Problem: The entries are to be returned exactly as written.

Data to use:
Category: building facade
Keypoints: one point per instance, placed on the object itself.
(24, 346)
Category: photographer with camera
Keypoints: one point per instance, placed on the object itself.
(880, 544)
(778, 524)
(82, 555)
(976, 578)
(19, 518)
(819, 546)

Worked solution:
Category: building facade
Keypoints: one point per instance, placed on the object itself.
(24, 346)
Category: photographer with camera
Keypoints: one point per instance, placed on the object itself.
(880, 544)
(778, 524)
(82, 555)
(976, 578)
(19, 518)
(819, 546)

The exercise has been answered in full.